Soon the day came when I bought my first home and even though it certainly was not a mansion by anyone’s standard, the big picture window in the front became the most beautiful glass I had ever seen, especially on a snowy day when I could sit in warmth and look through that piece of glass to the cold outside world.
A few years after moving into that home, we began attending a church that had a massive stained glass window with an incredibly colorful and moving scene within it. Sunday mornings were a real treat for me to hear hymns being sung while I stared at what I would have said was the most beautiful glass in the world.
In the 1980s, I had the opportunity to work with an artist who carved out (by sandblasting a piece of ¾-inch thick glass) the image of a polar bear standing atop an ice flow. The glass sheet was 6 feet wide by10 feet tall. It was carved from the backside and then lit from/through the top edge. It was easily the most beautiful singular piece of glass I had ever seen.

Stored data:
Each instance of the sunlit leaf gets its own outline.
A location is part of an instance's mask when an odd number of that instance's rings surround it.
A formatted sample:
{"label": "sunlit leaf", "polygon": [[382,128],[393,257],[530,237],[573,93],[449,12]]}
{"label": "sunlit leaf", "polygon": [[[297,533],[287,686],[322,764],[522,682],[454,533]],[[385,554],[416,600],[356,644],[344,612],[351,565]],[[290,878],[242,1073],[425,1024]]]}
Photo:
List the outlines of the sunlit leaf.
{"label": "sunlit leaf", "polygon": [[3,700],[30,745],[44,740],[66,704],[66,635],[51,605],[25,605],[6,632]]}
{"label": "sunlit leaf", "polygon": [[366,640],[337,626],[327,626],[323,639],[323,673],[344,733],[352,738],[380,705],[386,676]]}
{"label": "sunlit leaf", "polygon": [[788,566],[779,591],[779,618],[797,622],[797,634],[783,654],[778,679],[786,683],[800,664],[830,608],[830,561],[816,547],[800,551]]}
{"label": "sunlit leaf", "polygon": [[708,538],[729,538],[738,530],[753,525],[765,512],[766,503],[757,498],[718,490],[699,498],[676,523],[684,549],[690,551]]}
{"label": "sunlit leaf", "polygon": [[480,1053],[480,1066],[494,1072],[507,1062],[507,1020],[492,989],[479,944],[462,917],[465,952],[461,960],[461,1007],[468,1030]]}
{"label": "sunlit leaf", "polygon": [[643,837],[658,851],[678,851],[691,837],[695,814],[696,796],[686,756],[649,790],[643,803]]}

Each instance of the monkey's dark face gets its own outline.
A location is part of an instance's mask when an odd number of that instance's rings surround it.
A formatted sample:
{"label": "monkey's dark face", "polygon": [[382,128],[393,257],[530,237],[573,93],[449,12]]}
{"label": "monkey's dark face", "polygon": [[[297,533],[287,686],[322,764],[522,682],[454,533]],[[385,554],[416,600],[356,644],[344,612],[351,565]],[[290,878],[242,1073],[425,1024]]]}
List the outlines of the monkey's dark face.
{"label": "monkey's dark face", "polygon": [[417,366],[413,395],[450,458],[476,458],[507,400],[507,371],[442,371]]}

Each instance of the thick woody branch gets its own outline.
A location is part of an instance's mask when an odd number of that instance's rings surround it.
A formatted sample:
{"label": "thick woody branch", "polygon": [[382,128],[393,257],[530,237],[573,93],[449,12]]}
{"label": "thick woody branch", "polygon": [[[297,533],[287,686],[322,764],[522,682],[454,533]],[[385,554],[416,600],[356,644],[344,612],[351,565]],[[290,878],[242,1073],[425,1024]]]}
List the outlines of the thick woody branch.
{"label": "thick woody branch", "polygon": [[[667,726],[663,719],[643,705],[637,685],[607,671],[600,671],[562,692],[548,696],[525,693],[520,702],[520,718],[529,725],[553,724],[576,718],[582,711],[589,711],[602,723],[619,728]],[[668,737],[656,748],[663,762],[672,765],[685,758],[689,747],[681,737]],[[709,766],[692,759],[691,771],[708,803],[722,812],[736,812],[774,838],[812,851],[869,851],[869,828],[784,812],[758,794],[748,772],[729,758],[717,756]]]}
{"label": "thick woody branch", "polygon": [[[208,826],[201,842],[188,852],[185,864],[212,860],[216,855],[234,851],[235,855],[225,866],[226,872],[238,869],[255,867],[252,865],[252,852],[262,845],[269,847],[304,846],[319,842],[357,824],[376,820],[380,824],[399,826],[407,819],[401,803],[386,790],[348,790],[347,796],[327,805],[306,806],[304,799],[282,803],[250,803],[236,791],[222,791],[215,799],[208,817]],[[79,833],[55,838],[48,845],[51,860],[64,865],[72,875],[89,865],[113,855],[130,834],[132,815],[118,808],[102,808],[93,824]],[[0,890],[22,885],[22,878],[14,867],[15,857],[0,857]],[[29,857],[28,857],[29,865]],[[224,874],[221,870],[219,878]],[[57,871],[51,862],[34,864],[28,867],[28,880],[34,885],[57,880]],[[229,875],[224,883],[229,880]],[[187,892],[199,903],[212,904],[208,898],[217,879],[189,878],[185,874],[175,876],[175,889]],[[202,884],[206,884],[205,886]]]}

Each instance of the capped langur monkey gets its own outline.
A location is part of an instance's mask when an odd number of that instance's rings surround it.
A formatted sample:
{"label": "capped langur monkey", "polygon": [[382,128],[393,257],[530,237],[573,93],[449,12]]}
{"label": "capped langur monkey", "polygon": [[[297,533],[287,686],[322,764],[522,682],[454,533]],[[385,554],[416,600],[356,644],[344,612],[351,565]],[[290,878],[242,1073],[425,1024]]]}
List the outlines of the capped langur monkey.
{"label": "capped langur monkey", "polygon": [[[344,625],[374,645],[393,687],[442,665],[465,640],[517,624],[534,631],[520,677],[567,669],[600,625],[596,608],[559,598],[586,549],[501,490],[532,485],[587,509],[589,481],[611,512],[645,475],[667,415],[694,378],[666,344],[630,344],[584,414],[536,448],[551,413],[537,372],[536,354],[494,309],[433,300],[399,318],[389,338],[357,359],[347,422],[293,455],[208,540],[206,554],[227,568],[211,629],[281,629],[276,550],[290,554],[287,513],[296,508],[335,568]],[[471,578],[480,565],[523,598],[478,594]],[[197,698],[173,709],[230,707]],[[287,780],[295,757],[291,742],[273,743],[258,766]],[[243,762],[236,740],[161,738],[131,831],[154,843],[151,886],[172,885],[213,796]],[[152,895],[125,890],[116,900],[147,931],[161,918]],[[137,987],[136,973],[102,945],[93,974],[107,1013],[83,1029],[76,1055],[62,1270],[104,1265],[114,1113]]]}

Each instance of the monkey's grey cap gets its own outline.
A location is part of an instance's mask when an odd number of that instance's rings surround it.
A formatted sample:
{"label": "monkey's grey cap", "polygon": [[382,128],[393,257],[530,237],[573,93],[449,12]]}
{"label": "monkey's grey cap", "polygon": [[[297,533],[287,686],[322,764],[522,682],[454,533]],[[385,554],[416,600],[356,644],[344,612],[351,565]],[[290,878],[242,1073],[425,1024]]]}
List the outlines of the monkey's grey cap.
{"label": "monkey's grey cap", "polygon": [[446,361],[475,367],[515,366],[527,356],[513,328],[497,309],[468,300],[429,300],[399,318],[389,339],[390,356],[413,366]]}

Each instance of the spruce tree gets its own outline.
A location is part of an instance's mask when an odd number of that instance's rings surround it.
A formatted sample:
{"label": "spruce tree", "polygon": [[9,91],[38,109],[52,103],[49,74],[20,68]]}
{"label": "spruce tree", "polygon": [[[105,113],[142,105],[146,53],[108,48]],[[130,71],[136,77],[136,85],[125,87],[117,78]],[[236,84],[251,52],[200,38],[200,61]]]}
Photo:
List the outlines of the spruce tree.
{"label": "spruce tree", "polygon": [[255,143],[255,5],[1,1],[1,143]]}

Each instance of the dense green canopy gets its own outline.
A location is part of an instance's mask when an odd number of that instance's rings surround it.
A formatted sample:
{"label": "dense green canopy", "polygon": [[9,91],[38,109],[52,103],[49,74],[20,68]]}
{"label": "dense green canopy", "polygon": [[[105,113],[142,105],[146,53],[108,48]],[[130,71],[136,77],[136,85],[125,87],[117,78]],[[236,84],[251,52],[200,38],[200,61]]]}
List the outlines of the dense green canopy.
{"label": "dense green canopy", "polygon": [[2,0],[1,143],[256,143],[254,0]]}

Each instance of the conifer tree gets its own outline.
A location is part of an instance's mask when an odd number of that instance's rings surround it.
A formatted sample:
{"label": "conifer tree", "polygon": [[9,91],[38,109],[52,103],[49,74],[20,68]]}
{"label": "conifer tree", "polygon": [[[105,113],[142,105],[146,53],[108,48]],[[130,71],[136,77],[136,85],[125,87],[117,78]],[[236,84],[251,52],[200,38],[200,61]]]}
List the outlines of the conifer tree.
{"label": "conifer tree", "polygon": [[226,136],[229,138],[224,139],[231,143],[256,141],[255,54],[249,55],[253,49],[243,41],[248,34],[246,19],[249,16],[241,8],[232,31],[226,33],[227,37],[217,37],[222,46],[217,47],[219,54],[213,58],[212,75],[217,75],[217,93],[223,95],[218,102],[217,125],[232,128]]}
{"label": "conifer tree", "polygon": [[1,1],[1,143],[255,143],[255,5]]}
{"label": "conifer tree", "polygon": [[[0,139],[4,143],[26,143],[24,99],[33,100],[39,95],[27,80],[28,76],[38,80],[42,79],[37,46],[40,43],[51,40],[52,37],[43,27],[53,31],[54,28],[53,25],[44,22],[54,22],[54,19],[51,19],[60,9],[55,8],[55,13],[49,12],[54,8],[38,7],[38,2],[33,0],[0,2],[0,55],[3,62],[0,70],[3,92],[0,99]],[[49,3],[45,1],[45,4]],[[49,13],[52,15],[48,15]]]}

WORK TO DO:
1. Reproduce the stored data from its first line through the line containing "List the outlines of the sunlit leaf.", with both of those lines included.
2. Continue the essay on beautiful pieces of glass from its final sentence.
The text and the stored data come from separate sources.

TASK RESPONSES:
1.
Each instance of the sunlit leaf gets its own outline.
A location is part of an instance's mask when an odd number of that instance's rings surround it.
A formatted sample:
{"label": "sunlit leaf", "polygon": [[382,128],[393,257],[530,237],[573,93],[449,12]]}
{"label": "sunlit leaf", "polygon": [[[297,533],[287,686],[322,764],[522,682],[454,533]],[[385,554],[416,600],[356,644],[344,612],[351,565]],[[290,878],[242,1073],[425,1024]]]}
Photo:
List the outlines of the sunlit leaf.

2.
Not too many years ago I was involved with building the glass observation boxes anchored to the west side of Willis Tower in Chicago, some 1,000-plus feet above the ground. On a clear night the view through those pieces of glass is spectacular and overwhelming. One of the most beautiful views I have ever seen.
On a number of occasions I’ve had the good fortune of sitting in the window seat on an airplane and when the weather cooperates, I get an absolute thrill looking out of that window and getting to see sites such as the mountains, shorelines and, on a couple of occasions, the Statue of Liberty. In those moments, the most beautiful piece of glass in the world to me is that airplane window.
And as I type this response to you, I glanced over to my office wall where a framed picture of my three amazing children and nine incredibly wonderful grandchildren hangs. Perhaps that piece of glass that I look through to see them is the most beautiful piece of glass in the world.
Maybe by now you’re getting the idea of what I’m attempting to say. Glass is such an important part of our everyday world that, depending on what we are looking at or through, glass becomes a part of the experience in one way or another. Glass provides all of us with a true window to our world. I’m guessing that I’ve not done a very good job answering your question, but if I could sum it up in just one sentence it would be this: As with most things in life, the beauty in a piece of glass is in the eyes of the beholder. I encourage you to enjoy the view.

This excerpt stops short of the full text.